**Short exercise**
Copy the items beginning with the line that contains "the tree canopy?" and continuing through the line that contains "(962, 55), (1125, 339)", leaving all other wording unchanged. Shift every bounding-box coordinate in the answers by adding 132 to it.

Data entries:
☆ ☆ ☆ ☆ ☆
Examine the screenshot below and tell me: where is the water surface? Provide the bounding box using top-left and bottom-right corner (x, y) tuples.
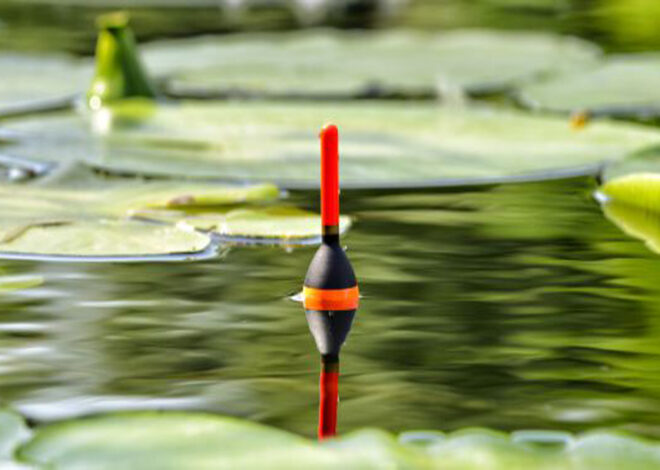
(0, 178), (660, 436)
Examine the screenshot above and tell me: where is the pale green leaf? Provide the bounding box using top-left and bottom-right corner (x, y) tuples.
(0, 408), (30, 460)
(520, 53), (660, 117)
(0, 53), (92, 117)
(603, 200), (660, 254)
(142, 206), (351, 242)
(19, 412), (660, 470)
(144, 30), (599, 96)
(5, 102), (660, 187)
(600, 173), (660, 214)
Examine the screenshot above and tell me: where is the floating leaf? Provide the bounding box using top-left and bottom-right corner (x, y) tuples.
(5, 102), (660, 187)
(0, 53), (91, 117)
(0, 170), (279, 258)
(141, 206), (351, 243)
(520, 54), (660, 117)
(0, 409), (30, 460)
(14, 412), (660, 470)
(145, 30), (599, 97)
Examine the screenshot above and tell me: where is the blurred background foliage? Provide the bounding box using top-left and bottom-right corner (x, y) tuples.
(0, 0), (660, 55)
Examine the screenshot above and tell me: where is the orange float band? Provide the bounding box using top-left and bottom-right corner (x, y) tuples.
(303, 286), (360, 311)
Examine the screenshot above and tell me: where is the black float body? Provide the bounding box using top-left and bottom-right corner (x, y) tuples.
(305, 239), (357, 363)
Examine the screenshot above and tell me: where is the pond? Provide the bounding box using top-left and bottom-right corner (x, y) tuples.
(0, 173), (660, 436)
(0, 0), (660, 470)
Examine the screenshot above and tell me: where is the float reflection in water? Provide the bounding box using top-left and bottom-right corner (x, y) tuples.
(303, 124), (359, 439)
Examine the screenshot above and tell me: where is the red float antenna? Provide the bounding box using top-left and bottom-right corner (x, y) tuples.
(303, 124), (359, 439)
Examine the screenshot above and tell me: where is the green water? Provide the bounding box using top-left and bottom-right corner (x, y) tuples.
(0, 178), (660, 436)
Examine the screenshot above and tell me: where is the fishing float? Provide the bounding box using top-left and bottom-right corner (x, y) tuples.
(303, 124), (360, 440)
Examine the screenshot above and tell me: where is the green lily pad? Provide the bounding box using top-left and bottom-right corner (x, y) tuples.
(0, 53), (92, 117)
(0, 171), (279, 259)
(87, 12), (156, 109)
(20, 413), (339, 470)
(520, 54), (660, 118)
(18, 412), (660, 470)
(603, 201), (660, 253)
(599, 173), (660, 215)
(5, 102), (660, 188)
(135, 206), (351, 243)
(0, 219), (210, 257)
(0, 409), (30, 458)
(599, 173), (660, 253)
(0, 274), (44, 293)
(144, 30), (600, 97)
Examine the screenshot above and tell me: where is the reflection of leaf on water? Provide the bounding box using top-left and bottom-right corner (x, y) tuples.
(133, 206), (351, 242)
(0, 167), (279, 256)
(0, 53), (91, 117)
(520, 54), (660, 117)
(87, 13), (156, 110)
(0, 408), (30, 458)
(143, 29), (599, 97)
(0, 165), (350, 256)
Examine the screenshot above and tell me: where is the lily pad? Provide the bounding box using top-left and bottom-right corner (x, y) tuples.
(0, 219), (210, 257)
(0, 53), (92, 117)
(144, 30), (600, 97)
(599, 173), (660, 253)
(0, 409), (30, 458)
(603, 201), (660, 254)
(14, 412), (660, 470)
(135, 206), (351, 244)
(0, 274), (44, 293)
(520, 53), (660, 118)
(5, 102), (660, 188)
(20, 413), (339, 470)
(0, 174), (279, 260)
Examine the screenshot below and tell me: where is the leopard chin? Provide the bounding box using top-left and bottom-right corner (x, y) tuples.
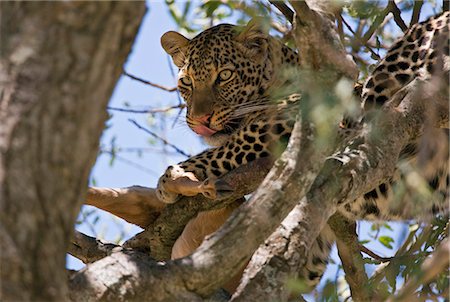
(203, 131), (231, 147)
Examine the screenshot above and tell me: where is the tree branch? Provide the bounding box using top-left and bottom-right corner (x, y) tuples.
(409, 0), (423, 27)
(388, 0), (408, 32)
(388, 238), (450, 301)
(122, 70), (178, 92)
(232, 76), (448, 301)
(67, 231), (121, 264)
(290, 1), (358, 82)
(328, 214), (370, 301)
(269, 1), (294, 23)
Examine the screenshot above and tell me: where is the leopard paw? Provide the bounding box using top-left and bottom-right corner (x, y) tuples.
(156, 165), (202, 203)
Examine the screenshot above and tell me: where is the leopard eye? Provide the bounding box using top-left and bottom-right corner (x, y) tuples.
(219, 69), (233, 82)
(180, 76), (192, 86)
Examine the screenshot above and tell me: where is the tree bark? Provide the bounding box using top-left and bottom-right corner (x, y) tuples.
(0, 2), (145, 301)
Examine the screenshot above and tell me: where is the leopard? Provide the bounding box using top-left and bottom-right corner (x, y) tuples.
(156, 12), (449, 289)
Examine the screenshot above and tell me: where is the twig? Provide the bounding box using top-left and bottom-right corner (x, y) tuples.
(269, 0), (294, 23)
(388, 239), (450, 301)
(122, 70), (178, 92)
(338, 14), (380, 60)
(328, 214), (370, 301)
(388, 0), (408, 32)
(128, 119), (191, 157)
(67, 231), (120, 263)
(359, 244), (394, 262)
(100, 149), (159, 176)
(361, 4), (390, 45)
(106, 103), (186, 113)
(409, 0), (423, 27)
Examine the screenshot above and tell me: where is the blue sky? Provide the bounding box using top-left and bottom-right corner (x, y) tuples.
(67, 1), (442, 300)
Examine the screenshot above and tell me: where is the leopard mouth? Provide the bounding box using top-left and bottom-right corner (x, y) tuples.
(192, 119), (242, 146)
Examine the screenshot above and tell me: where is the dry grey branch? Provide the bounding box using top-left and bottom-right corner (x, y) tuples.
(290, 1), (358, 82)
(388, 238), (450, 301)
(125, 158), (273, 260)
(67, 231), (120, 264)
(123, 70), (178, 92)
(0, 2), (145, 301)
(328, 214), (370, 301)
(233, 80), (447, 301)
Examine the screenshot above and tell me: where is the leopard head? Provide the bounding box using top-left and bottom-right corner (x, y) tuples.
(161, 18), (296, 146)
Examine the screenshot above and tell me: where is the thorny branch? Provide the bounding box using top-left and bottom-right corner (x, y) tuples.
(106, 103), (186, 113)
(72, 4), (446, 300)
(269, 1), (294, 23)
(388, 238), (450, 301)
(388, 0), (408, 32)
(328, 214), (370, 301)
(122, 70), (178, 92)
(67, 231), (120, 264)
(409, 0), (423, 26)
(128, 119), (191, 157)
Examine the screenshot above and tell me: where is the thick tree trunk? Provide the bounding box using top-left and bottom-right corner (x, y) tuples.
(0, 2), (145, 301)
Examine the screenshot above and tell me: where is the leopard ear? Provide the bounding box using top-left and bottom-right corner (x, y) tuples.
(161, 31), (189, 68)
(236, 17), (270, 49)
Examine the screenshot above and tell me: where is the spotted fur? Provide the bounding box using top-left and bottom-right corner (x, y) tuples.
(157, 13), (449, 286)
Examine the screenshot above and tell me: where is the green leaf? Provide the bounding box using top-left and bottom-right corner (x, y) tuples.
(378, 236), (394, 249)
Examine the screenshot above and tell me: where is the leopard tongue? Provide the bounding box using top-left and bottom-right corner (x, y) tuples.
(192, 125), (217, 136)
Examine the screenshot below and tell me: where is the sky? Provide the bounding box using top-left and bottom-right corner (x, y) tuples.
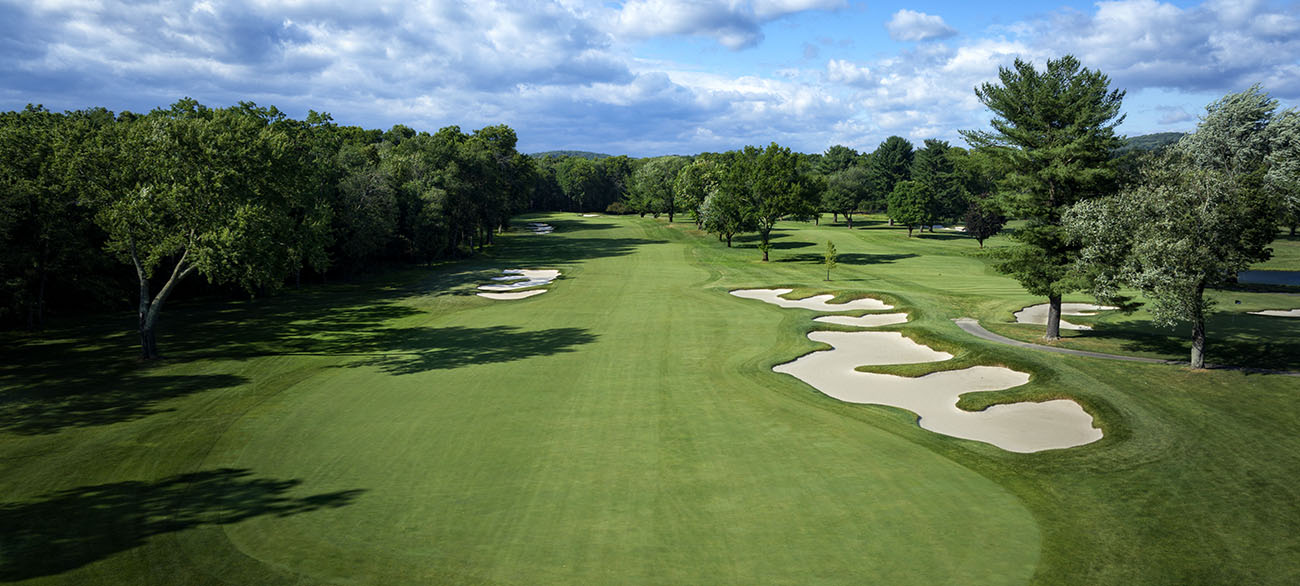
(0, 0), (1300, 156)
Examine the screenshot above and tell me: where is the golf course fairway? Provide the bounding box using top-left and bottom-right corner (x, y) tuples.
(0, 214), (1300, 585)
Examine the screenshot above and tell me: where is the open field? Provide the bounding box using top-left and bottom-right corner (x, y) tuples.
(0, 214), (1300, 585)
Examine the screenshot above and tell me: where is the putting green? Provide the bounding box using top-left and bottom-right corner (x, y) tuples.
(204, 220), (1039, 583)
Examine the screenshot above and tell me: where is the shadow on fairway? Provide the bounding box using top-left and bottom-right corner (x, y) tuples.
(0, 468), (364, 582)
(1107, 313), (1300, 370)
(776, 252), (917, 265)
(0, 370), (248, 435)
(499, 234), (664, 268)
(332, 326), (595, 374)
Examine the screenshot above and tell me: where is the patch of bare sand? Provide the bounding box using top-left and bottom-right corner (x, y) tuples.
(1014, 303), (1119, 331)
(478, 288), (546, 300)
(732, 290), (1102, 453)
(731, 288), (893, 312)
(1247, 309), (1300, 317)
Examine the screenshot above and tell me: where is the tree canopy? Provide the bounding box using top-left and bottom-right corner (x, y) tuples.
(961, 55), (1125, 339)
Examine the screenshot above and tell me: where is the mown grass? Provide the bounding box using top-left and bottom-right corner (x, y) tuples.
(0, 214), (1300, 583)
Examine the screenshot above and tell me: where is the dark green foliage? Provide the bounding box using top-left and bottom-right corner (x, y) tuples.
(962, 196), (1006, 248)
(816, 144), (862, 175)
(889, 181), (935, 238)
(0, 99), (530, 357)
(822, 165), (871, 229)
(528, 151), (612, 161)
(722, 143), (824, 261)
(911, 139), (969, 227)
(867, 136), (913, 222)
(962, 55), (1125, 339)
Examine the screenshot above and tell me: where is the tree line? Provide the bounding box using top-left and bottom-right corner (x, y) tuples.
(0, 99), (537, 357)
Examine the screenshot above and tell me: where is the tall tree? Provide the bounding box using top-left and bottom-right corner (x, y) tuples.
(1066, 87), (1294, 368)
(867, 136), (914, 226)
(889, 181), (935, 238)
(699, 190), (754, 248)
(98, 99), (327, 359)
(628, 156), (686, 222)
(961, 55), (1125, 340)
(911, 139), (969, 227)
(724, 143), (820, 262)
(672, 159), (722, 227)
(822, 165), (871, 229)
(1066, 153), (1275, 368)
(816, 144), (862, 177)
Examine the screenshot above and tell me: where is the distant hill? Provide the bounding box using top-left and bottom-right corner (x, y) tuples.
(529, 151), (614, 161)
(1119, 133), (1187, 152)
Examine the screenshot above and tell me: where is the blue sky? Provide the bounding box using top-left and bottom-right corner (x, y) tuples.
(0, 0), (1300, 156)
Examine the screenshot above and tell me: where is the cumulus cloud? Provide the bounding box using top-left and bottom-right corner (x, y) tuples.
(1022, 0), (1300, 97)
(826, 58), (875, 87)
(614, 0), (845, 49)
(1156, 105), (1196, 125)
(0, 0), (1300, 155)
(885, 9), (957, 40)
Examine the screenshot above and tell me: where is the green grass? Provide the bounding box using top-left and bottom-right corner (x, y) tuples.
(0, 214), (1300, 585)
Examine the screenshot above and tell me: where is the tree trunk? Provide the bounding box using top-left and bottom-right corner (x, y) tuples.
(1192, 320), (1205, 368)
(131, 240), (194, 360)
(1043, 295), (1061, 342)
(1192, 282), (1205, 368)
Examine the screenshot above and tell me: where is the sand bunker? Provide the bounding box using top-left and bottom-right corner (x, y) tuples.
(813, 313), (907, 327)
(478, 269), (560, 291)
(478, 288), (546, 300)
(478, 269), (560, 299)
(1247, 309), (1300, 317)
(731, 288), (893, 312)
(1014, 303), (1119, 331)
(732, 290), (1101, 453)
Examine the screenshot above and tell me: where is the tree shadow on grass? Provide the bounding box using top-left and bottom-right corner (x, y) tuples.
(319, 326), (597, 374)
(493, 234), (664, 268)
(1102, 312), (1300, 370)
(0, 373), (248, 435)
(0, 468), (364, 582)
(776, 252), (917, 266)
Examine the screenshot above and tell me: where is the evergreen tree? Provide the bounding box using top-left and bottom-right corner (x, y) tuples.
(962, 55), (1125, 340)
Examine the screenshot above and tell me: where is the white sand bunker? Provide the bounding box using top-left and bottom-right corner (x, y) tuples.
(1014, 303), (1119, 331)
(478, 288), (546, 300)
(813, 313), (907, 327)
(1247, 309), (1300, 317)
(732, 290), (1101, 453)
(478, 269), (560, 299)
(731, 288), (893, 312)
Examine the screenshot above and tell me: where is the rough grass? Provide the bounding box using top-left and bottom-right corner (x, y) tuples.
(0, 214), (1300, 585)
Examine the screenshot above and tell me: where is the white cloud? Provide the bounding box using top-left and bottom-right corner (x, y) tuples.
(885, 9), (957, 40)
(612, 0), (845, 49)
(1156, 105), (1196, 125)
(826, 58), (875, 87)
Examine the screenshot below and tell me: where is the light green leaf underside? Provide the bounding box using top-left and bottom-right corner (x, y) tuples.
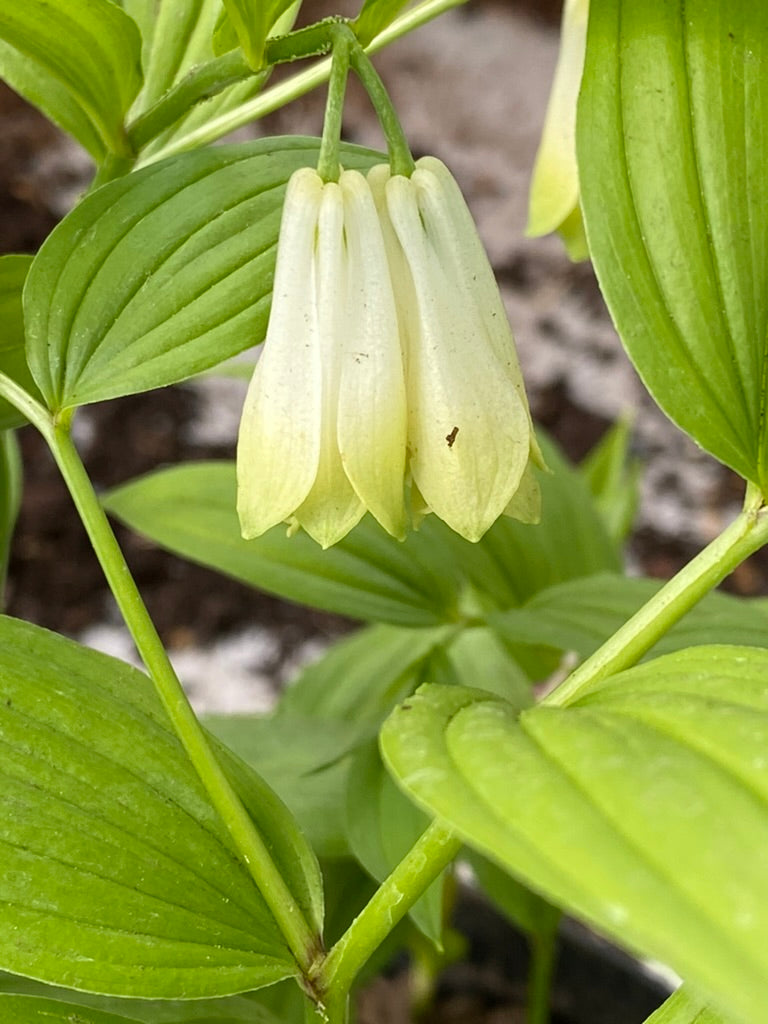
(0, 617), (316, 998)
(0, 0), (141, 161)
(104, 462), (455, 626)
(490, 573), (768, 657)
(0, 255), (39, 430)
(25, 137), (380, 410)
(578, 0), (768, 487)
(382, 646), (768, 1024)
(0, 974), (278, 1024)
(645, 985), (738, 1024)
☆ ☆ ☆ ☆ ☆
**Task output**
Examine the screenshot above and tell me: where is the tree canopy? Provide the bounding box using top-left and bottom-right corner (x, y) tuples.
(1093, 187), (1257, 471)
Examine the screenshot above and tell me: where is the mown grass? Provide the bounding box using top-left and bottom-right corner (x, y) tuples.
(132, 346), (1432, 715)
Examine the screenshot above and tell me: where is the dark green foliage? Provide the bounding box using top-left and bottom-right corner (x, y) tuples.
(1094, 328), (1138, 380)
(948, 276), (994, 307)
(1021, 313), (1067, 370)
(132, 231), (662, 489)
(954, 297), (1003, 361)
(660, 283), (744, 293)
(854, 275), (956, 393)
(1043, 271), (1101, 359)
(999, 268), (1045, 354)
(1094, 187), (1257, 471)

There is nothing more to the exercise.